MATERIAL TO PROCESS —
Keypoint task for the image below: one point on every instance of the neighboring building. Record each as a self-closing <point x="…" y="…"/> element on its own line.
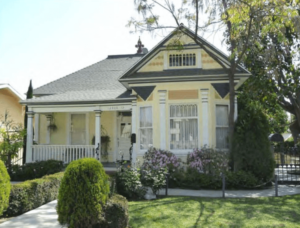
<point x="173" y="100"/>
<point x="9" y="101"/>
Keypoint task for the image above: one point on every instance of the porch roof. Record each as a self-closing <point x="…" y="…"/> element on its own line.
<point x="98" y="82"/>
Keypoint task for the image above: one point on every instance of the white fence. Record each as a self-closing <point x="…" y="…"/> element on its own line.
<point x="65" y="153"/>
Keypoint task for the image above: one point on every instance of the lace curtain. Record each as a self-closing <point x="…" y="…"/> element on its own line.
<point x="222" y="126"/>
<point x="183" y="127"/>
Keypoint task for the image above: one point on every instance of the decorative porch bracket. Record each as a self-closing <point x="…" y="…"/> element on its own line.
<point x="98" y="131"/>
<point x="29" y="137"/>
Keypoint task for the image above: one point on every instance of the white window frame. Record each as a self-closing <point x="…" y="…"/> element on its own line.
<point x="198" y="61"/>
<point x="139" y="127"/>
<point x="182" y="151"/>
<point x="86" y="127"/>
<point x="220" y="104"/>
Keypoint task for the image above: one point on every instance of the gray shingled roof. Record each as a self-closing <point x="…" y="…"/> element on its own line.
<point x="94" y="83"/>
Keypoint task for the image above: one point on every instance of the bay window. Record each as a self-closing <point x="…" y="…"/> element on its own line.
<point x="183" y="126"/>
<point x="146" y="128"/>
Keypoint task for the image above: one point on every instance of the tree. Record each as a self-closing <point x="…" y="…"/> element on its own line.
<point x="244" y="21"/>
<point x="28" y="96"/>
<point x="11" y="140"/>
<point x="275" y="64"/>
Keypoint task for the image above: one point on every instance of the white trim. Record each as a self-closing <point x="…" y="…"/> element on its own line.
<point x="198" y="126"/>
<point x="36" y="127"/>
<point x="205" y="116"/>
<point x="69" y="127"/>
<point x="139" y="127"/>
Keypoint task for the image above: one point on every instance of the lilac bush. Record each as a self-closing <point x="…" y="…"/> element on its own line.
<point x="207" y="160"/>
<point x="157" y="158"/>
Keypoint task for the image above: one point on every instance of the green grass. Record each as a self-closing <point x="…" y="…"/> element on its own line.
<point x="215" y="212"/>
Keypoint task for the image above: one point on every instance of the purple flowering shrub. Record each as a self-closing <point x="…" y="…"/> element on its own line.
<point x="207" y="160"/>
<point x="157" y="159"/>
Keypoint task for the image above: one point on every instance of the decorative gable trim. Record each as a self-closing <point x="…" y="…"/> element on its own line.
<point x="144" y="91"/>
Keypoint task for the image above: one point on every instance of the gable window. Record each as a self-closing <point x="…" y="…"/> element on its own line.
<point x="146" y="129"/>
<point x="222" y="126"/>
<point x="183" y="126"/>
<point x="188" y="59"/>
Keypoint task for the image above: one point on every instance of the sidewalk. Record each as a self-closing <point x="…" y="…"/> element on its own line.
<point x="45" y="216"/>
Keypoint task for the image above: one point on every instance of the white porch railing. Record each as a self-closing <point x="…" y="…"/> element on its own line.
<point x="65" y="153"/>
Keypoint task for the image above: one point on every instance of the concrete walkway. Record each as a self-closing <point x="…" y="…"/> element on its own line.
<point x="46" y="216"/>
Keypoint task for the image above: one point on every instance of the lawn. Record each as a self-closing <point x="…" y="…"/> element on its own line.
<point x="216" y="212"/>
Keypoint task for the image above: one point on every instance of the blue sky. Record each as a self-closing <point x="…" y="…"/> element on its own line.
<point x="44" y="40"/>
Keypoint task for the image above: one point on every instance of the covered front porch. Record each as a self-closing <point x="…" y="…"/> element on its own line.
<point x="73" y="132"/>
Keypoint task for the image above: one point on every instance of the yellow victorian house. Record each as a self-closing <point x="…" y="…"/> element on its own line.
<point x="174" y="100"/>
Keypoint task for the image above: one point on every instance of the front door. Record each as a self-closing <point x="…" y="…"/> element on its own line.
<point x="124" y="135"/>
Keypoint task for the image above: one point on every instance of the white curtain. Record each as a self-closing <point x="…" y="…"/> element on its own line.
<point x="222" y="126"/>
<point x="78" y="129"/>
<point x="146" y="131"/>
<point x="183" y="127"/>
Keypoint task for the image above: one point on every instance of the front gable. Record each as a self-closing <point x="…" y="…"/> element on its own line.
<point x="190" y="63"/>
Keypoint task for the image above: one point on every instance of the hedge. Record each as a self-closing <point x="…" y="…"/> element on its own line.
<point x="115" y="213"/>
<point x="32" y="194"/>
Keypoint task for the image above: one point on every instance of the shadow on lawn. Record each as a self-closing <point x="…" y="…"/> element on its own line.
<point x="238" y="212"/>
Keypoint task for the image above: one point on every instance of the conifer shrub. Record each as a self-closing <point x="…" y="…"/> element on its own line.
<point x="4" y="188"/>
<point x="251" y="147"/>
<point x="83" y="193"/>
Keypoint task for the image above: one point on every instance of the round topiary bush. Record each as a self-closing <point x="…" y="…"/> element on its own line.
<point x="4" y="188"/>
<point x="82" y="194"/>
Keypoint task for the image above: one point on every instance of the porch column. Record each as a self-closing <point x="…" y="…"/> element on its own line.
<point x="49" y="117"/>
<point x="36" y="127"/>
<point x="205" y="119"/>
<point x="29" y="137"/>
<point x="98" y="131"/>
<point x="134" y="130"/>
<point x="235" y="108"/>
<point x="162" y="116"/>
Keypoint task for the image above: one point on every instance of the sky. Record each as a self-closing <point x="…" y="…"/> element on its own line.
<point x="44" y="40"/>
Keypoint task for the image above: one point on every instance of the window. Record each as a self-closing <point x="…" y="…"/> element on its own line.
<point x="182" y="60"/>
<point x="78" y="129"/>
<point x="222" y="126"/>
<point x="146" y="139"/>
<point x="183" y="126"/>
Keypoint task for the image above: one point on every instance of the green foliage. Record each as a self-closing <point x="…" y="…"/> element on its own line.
<point x="83" y="193"/>
<point x="251" y="146"/>
<point x="32" y="194"/>
<point x="154" y="178"/>
<point x="4" y="188"/>
<point x="11" y="135"/>
<point x="115" y="213"/>
<point x="34" y="170"/>
<point x="129" y="184"/>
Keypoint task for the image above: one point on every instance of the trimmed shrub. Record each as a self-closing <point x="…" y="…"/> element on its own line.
<point x="115" y="213"/>
<point x="4" y="187"/>
<point x="32" y="194"/>
<point x="34" y="170"/>
<point x="209" y="161"/>
<point x="251" y="147"/>
<point x="129" y="184"/>
<point x="83" y="193"/>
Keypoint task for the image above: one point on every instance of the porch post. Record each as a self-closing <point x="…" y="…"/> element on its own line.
<point x="205" y="133"/>
<point x="49" y="117"/>
<point x="36" y="127"/>
<point x="134" y="130"/>
<point x="29" y="137"/>
<point x="98" y="131"/>
<point x="162" y="116"/>
<point x="235" y="108"/>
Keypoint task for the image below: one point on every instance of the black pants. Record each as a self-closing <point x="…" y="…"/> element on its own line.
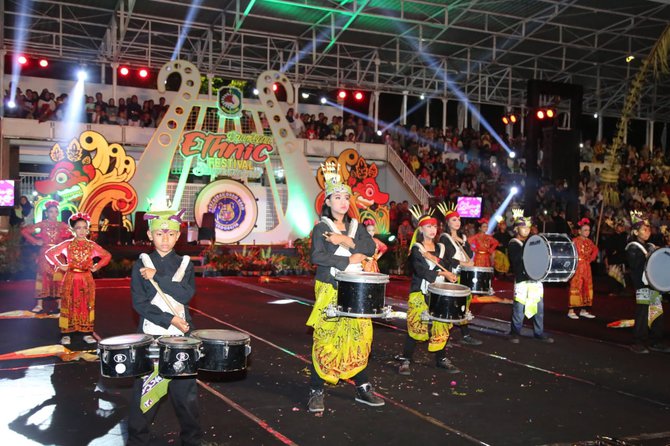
<point x="643" y="332"/>
<point x="183" y="393"/>
<point x="410" y="346"/>
<point x="316" y="382"/>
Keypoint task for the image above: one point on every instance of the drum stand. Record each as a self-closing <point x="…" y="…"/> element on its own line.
<point x="428" y="319"/>
<point x="333" y="311"/>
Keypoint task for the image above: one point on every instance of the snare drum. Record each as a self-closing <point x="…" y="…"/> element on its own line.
<point x="550" y="258"/>
<point x="361" y="294"/>
<point x="223" y="350"/>
<point x="178" y="356"/>
<point x="478" y="278"/>
<point x="126" y="355"/>
<point x="447" y="301"/>
<point x="657" y="268"/>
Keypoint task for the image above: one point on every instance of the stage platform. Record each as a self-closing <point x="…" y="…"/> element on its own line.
<point x="586" y="387"/>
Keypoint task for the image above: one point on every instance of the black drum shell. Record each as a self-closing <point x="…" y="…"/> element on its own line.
<point x="227" y="352"/>
<point x="558" y="255"/>
<point x="360" y="297"/>
<point x="178" y="356"/>
<point x="442" y="306"/>
<point x="125" y="360"/>
<point x="478" y="279"/>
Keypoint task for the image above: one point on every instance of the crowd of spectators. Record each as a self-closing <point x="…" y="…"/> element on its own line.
<point x="46" y="106"/>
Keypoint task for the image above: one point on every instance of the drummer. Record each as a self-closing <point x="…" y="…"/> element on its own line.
<point x="483" y="245"/>
<point x="424" y="258"/>
<point x="340" y="346"/>
<point x="649" y="305"/>
<point x="458" y="253"/>
<point x="528" y="293"/>
<point x="179" y="283"/>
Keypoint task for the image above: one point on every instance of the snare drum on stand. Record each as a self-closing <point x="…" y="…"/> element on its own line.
<point x="447" y="302"/>
<point x="223" y="350"/>
<point x="360" y="295"/>
<point x="550" y="258"/>
<point x="657" y="270"/>
<point x="125" y="355"/>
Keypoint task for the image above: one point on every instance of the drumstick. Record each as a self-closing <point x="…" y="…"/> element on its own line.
<point x="146" y="261"/>
<point x="425" y="255"/>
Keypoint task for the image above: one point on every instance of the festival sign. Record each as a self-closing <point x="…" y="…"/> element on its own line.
<point x="231" y="154"/>
<point x="234" y="207"/>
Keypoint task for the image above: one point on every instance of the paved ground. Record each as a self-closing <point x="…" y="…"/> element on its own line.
<point x="586" y="385"/>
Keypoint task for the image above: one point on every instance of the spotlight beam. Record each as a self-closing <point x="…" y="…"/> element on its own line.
<point x="493" y="222"/>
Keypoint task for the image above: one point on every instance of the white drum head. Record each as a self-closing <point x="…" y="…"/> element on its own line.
<point x="536" y="257"/>
<point x="657" y="269"/>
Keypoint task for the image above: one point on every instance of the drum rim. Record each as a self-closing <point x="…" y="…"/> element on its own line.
<point x="463" y="292"/>
<point x="485" y="269"/>
<point x="162" y="342"/>
<point x="377" y="278"/>
<point x="206" y="340"/>
<point x="651" y="281"/>
<point x="147" y="341"/>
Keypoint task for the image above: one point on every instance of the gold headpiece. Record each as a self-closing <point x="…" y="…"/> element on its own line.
<point x="333" y="179"/>
<point x="637" y="219"/>
<point x="519" y="219"/>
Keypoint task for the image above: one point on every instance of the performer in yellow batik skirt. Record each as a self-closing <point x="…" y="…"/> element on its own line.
<point x="425" y="256"/>
<point x="341" y="346"/>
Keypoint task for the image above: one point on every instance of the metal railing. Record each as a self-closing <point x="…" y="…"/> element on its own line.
<point x="408" y="178"/>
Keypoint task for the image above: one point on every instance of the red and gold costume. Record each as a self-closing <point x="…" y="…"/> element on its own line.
<point x="581" y="284"/>
<point x="49" y="233"/>
<point x="78" y="292"/>
<point x="483" y="246"/>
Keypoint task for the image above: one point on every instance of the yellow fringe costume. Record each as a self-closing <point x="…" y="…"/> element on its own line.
<point x="341" y="346"/>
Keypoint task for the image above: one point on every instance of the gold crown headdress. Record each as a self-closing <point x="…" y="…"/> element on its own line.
<point x="519" y="219"/>
<point x="448" y="210"/>
<point x="333" y="179"/>
<point x="637" y="219"/>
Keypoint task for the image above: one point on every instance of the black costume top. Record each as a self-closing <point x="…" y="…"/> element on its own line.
<point x="143" y="292"/>
<point x="637" y="260"/>
<point x="323" y="252"/>
<point x="515" y="253"/>
<point x="449" y="261"/>
<point x="420" y="268"/>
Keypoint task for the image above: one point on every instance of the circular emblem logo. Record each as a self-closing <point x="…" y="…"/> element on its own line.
<point x="228" y="209"/>
<point x="233" y="206"/>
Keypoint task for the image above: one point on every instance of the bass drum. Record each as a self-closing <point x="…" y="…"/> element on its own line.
<point x="550" y="258"/>
<point x="223" y="350"/>
<point x="126" y="355"/>
<point x="657" y="269"/>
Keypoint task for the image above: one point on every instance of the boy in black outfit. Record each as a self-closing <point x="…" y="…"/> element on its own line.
<point x="175" y="276"/>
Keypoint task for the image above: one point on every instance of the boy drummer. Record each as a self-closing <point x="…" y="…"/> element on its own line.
<point x="176" y="279"/>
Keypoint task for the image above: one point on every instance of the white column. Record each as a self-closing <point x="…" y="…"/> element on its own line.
<point x="376" y="97"/>
<point x="210" y="77"/>
<point x="403" y="109"/>
<point x="115" y="75"/>
<point x="296" y="92"/>
<point x="444" y="114"/>
<point x="600" y="127"/>
<point x="427" y="111"/>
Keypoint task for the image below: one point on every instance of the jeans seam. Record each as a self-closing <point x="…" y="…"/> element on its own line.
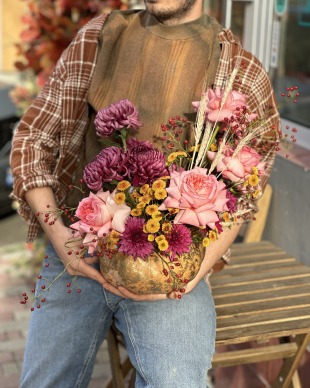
<point x="110" y="305"/>
<point x="131" y="337"/>
<point x="90" y="352"/>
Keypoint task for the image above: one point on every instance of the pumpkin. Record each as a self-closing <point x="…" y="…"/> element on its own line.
<point x="146" y="276"/>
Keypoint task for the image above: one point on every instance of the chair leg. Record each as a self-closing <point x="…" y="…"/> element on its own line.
<point x="117" y="374"/>
<point x="133" y="379"/>
<point x="290" y="365"/>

TASK —
The required answer is an exact copy of the lines from the one containing "of the circular" through the last line of the material, with the pictures removed.

EXERCISE SOLUTION —
Keypoint task for the image above: one point on every instance of the circular emblem logo. Record each as a self-closing <point x="…" y="…"/> element on its own line.
<point x="228" y="209"/>
<point x="233" y="206"/>
Keypoint task for the image above: one point on every instance of the bass drum. Record each as a self-closing <point x="…" y="…"/> element on its own line.
<point x="550" y="258"/>
<point x="223" y="350"/>
<point x="126" y="355"/>
<point x="657" y="269"/>
Keypoint task for the image above: one point on every instance of the boy in black outfit. Record each as a self-closing <point x="…" y="…"/> element on its own line.
<point x="175" y="276"/>
Keypoint task for the image above: one point on every instance of the boy drummer. Record each as a self-closing <point x="…" y="…"/> element on its own line.
<point x="176" y="279"/>
Keypoint task for the image above: one point on every instance of the white column. Record each as a self-closing <point x="…" y="…"/> element on its own line.
<point x="376" y="97"/>
<point x="210" y="77"/>
<point x="403" y="109"/>
<point x="115" y="75"/>
<point x="296" y="92"/>
<point x="444" y="114"/>
<point x="600" y="127"/>
<point x="427" y="111"/>
Keypoint task for the image below: one point on every instance of the jeans seam. Record each as a self-closing <point x="…" y="…"/> element on its own line.
<point x="110" y="305"/>
<point x="131" y="337"/>
<point x="90" y="352"/>
Keypoint task for the image above: one point on every instance of the pumpkin. Record each as a self-closing <point x="…" y="…"/> element on its own line.
<point x="146" y="276"/>
Keypoint task for the image above: one point on every instance of the chair leg. Record each as a self-closing <point x="…" y="…"/> element on its own line.
<point x="117" y="374"/>
<point x="133" y="379"/>
<point x="290" y="365"/>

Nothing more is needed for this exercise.